▶ Objective:
Reproduce the following material word for word, changing nothing.

▶ Position identification records:
** Begin **

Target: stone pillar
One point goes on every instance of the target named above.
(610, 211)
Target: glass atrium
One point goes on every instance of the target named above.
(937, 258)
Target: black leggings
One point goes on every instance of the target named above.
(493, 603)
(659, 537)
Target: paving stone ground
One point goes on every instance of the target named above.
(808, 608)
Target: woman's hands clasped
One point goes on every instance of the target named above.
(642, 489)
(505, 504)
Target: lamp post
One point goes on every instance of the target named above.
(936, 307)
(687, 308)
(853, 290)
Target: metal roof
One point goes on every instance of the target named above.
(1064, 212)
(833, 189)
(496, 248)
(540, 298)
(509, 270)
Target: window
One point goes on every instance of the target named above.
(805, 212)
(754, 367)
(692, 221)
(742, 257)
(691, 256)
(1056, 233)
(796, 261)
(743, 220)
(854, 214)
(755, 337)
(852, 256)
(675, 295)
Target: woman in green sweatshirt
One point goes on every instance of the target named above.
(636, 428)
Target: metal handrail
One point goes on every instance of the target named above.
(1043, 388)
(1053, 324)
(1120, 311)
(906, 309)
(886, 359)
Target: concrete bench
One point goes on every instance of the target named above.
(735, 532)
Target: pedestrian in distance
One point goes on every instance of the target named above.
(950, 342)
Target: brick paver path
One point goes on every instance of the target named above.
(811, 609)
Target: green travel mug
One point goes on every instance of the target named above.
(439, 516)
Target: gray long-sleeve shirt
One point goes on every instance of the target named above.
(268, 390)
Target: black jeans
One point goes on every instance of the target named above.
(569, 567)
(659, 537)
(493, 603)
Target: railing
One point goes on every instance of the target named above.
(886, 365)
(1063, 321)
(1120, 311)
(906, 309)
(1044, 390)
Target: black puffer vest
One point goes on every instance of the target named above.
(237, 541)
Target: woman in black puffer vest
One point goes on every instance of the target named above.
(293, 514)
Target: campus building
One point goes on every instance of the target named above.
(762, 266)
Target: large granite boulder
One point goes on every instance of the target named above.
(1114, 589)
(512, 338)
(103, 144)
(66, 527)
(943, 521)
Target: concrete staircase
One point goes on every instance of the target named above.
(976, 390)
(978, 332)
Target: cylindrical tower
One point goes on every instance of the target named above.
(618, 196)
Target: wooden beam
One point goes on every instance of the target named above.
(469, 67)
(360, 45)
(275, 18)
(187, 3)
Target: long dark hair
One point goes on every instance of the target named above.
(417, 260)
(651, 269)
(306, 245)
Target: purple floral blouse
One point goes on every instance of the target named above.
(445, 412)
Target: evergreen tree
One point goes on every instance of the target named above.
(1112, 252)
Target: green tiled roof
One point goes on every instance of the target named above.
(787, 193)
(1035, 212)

** End **

▶ Written response:
Target: stone pillar
One point goes on every instance of the target named above.
(610, 211)
Target: glass atrium
One point goes on every instance of the target named above.
(937, 258)
Target: black leggings
One point goes on every instance of the target named above.
(493, 603)
(659, 537)
Target: paving stone ground
One point goes on every instance of the target named above.
(808, 608)
Target: woman's hands clasped
One point goes on every instance of the target named above.
(642, 489)
(505, 504)
Target: lamp post
One point goes on every instance of the target named above.
(936, 307)
(687, 308)
(853, 290)
Target: metal roof
One point goes on every instance of the target named above.
(1064, 212)
(833, 189)
(496, 248)
(540, 298)
(509, 270)
Target: window
One point goes on every instance of the target named above.
(805, 212)
(754, 367)
(692, 221)
(742, 257)
(691, 256)
(1056, 233)
(796, 261)
(743, 220)
(854, 214)
(755, 337)
(852, 256)
(675, 295)
Target: woman in green sweatshirt
One point goes on every instance of the target named above.
(636, 428)
Target: metal handrail
One point goes on every instance of the target named above.
(1043, 388)
(1053, 324)
(1120, 311)
(906, 309)
(886, 359)
Target: concrete bench
One point goes on every instance of the target named above.
(735, 532)
Target: pedestrian in distance
One point goes on every instance of the target named above.
(950, 342)
Target: brick paver path
One point goes on every instance of the target named above.
(811, 609)
Target: green travel mug
One point goes on every instance of the target named above.
(439, 516)
Target: gray long-sleeve shirt
One point goes on every instance of the target named above.
(268, 390)
Target: black jeans
One point goes on every instance of the target named above.
(569, 567)
(659, 537)
(493, 603)
Target: railing
One point goes on every instance of the target named above.
(886, 365)
(1063, 321)
(1120, 311)
(906, 309)
(1044, 390)
Target: black puffer vest
One point goes on every instance of the target named above.
(237, 541)
Target: woman in black puffer vest
One point goes on every instance of the target named above.
(293, 514)
Target: campus building
One point goes on every instance of the target named above.
(762, 266)
Target: large granite boulder
One point goes on every instance of the target named above.
(1114, 589)
(512, 338)
(103, 144)
(66, 527)
(943, 521)
Target: concrete staircase
One point goes on every instance of the target named above.
(976, 390)
(978, 332)
Target: cylindrical tower
One point goes on every instance of the target named above.
(618, 196)
Target: wooden beam
One point goes on every instance of the target named above.
(469, 67)
(360, 45)
(275, 18)
(187, 3)
Target: long dark hair
One point goes on every instance of the target named above.
(417, 260)
(651, 269)
(306, 245)
Target: purple floral blouse
One point goes on every instance of the target named above.
(445, 412)
Target: evergreen tree
One point goes on every instance of the target named above.
(1112, 252)
Target: green tiled roof
One point goes on every instance of the target named above.
(787, 193)
(1035, 212)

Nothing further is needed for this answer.